— Work to complete —
a: Decide whether each statement agrees with the column on death below: (i) the writer reports having been told that next Monday is the most depressing day of the year; (ii) Michael Rosen made his investigation on Radio 2; (iii) the bereavement charity's workers explain death to young children through music, drawing and books. For each, answer yes or no and quote the deciding words of the column.
b: Pick up the column on death below after its last sentence and carry it on.

— Excerpted text —
══════════

Death weighed heavily on the radio this week. Well, why wouldn't it? It's January, it's cold out, the boiler's packed up, train fares have rocketed, pensions are being slashed, the Coalition's still in charge and next Monday is, we're told, the most depressing day of the year. Life bloody sucks. So, yes, now is an ideal time to reflect on death. What else, after all, is there to look forward to?

Trouble is, people can be squeamish about the subject. "Passed away" and "gone on" are among the euphemisms for the act of dying. These phrases, always uttered sympathetically, drove me mad after my father died. "Passed away?" I wanted to say. "It's much worse than that. He's dead, you know."

On Radio 4's Word of Mouth, Michael Rosen, the writer and former Children's Laureate, investigated the language of death and grief and found it similarly wanting. He visited a bereavement charity to find out how workers help young children who have lost a parent, explaining the concept of death through music, drawing and books. Their approach was no-nonsense but also sensitive and smart. Never tell a child that their parent, sibling or even pet guinea pig died in their sleep, or they will spend the rest of their childhood terrified to close their eyes.

══════════

— Stored data —
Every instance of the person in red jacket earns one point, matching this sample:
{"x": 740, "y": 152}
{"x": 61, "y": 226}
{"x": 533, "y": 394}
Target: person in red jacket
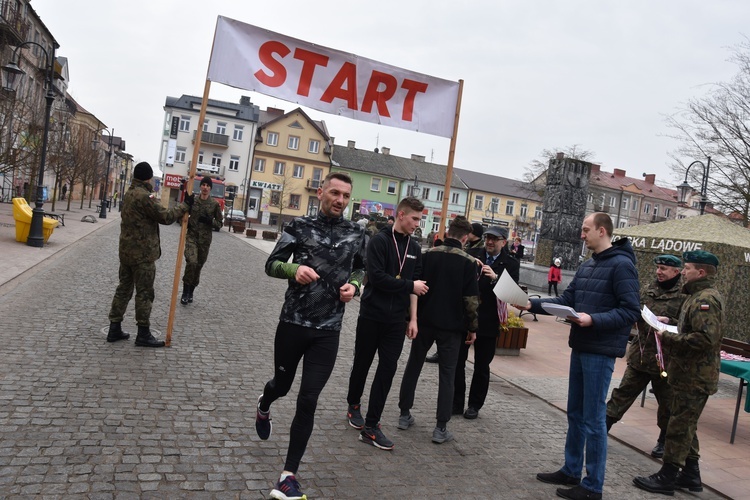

══════════

— Solved problems —
a:
(i) Yes: "next Monday is, we're told, the most depressing day of the year"
(ii) No: "On Radio 4's Word of Mouth"
(iii) Yes: "explaining the concept of death through music, drawing and books"

b:
Rosen also visited the Death Café in Hackney, east London, where people meet to talk frankly about death and dying, away from the grim environments of hospitals, hospices and funeral homes. "The idea is to remove the awkwardness from the discussion," said one attendee. Thus, in warm, comfortable surroundings, and over tea and cake, patrons regularly talk about funerals, last words, assorted versions of the afterlife and terminal illness without causing people to stare uncomfortably at their shoes. It all sounded peculiarly jolly.

The writer Will Self wasn't mincing his words on Radio 4's A Point of View in which he reflected not just on death itself but the desire to be dead.

"This may seem shocking to you," he began, "but I am expecting to kill myself." He didn't mean there and then, on air, though that of course would make for some startling radio. No, his aim was to "nudge society in the direction of considering suicide acceptable when – and this is the important point – the alternative is a slow painful death from a terminal illness."

The problem for Self, and for all of us, is that we are living longer, and our deaths are becoming commensurately drawn out. In days of yore, sepsis, infectious diseases or childbirth did for a lot of us. Now, thanks to advances in medical science, we can reasonably expect to live longer than the allotted span of "threescore and ten", long enough in fact for us to spend our final years consuming liquidised food and gaping at the determinedly cheerful wallpaper of specialist care homes.

All of which made Self's vision of death seem not shocking but sensible. As he pointed out, there is a lot of talk of cancer, heart disease and Alzheimer's having reached epidemic proportions. In fact, the epidemic is old age.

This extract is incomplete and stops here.